» **WORK TO COMPLETE**
Can you copy every line of the records below word for word, leaving the pictures out?

[Photo-based point labeling records]
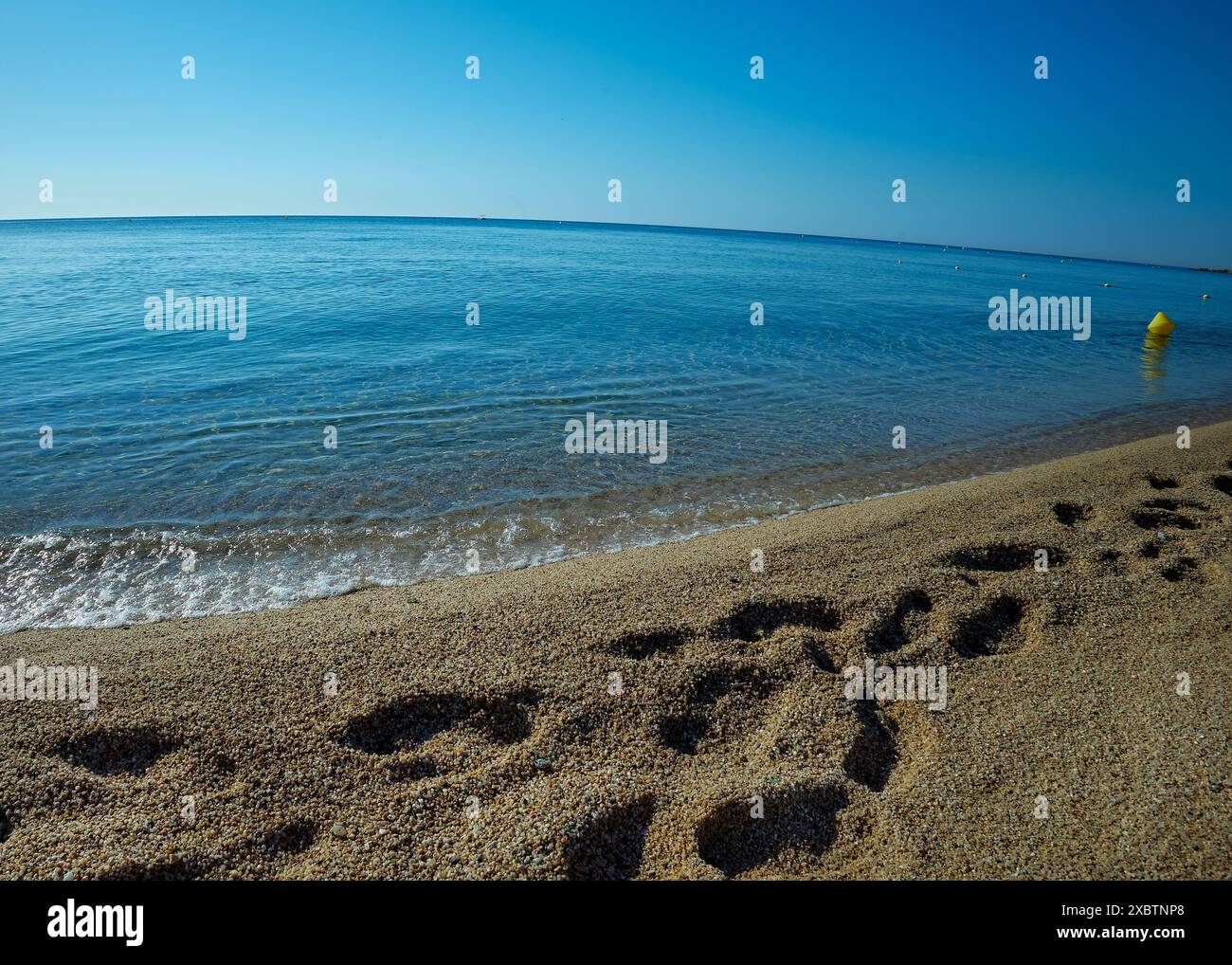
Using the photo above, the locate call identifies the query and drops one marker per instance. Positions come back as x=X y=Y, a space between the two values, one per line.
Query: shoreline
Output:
x=710 y=514
x=477 y=729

» **SOLVED EXERCISE**
Using the photo above, the locate call identifies the query and drops one marker per instance. Positions come back as x=X y=Y, a space between the two values, one per line.
Query: shoreline
Output:
x=710 y=514
x=477 y=729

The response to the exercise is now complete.